Gather every line of the entries below that contains the string "detect", matching case exactly.

Records for this task
○ ○ ○ ○

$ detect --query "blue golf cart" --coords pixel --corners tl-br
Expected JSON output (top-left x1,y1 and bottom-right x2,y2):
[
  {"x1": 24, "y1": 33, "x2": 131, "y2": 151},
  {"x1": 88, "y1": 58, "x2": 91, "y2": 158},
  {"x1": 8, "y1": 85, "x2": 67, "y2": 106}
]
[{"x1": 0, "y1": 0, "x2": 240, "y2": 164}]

○ ○ ○ ○

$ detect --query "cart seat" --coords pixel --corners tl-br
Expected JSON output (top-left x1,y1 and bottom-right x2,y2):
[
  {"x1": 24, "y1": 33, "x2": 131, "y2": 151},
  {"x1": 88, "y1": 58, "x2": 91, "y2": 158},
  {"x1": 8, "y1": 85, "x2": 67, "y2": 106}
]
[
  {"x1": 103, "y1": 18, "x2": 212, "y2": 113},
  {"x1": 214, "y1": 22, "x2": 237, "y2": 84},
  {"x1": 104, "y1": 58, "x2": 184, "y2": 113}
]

○ ○ ○ ○

Final result
$ detect --query "blue golf cart" --coords pixel --corners tl-br
$ detect --query "cart seat" --coords pixel --corners tl-br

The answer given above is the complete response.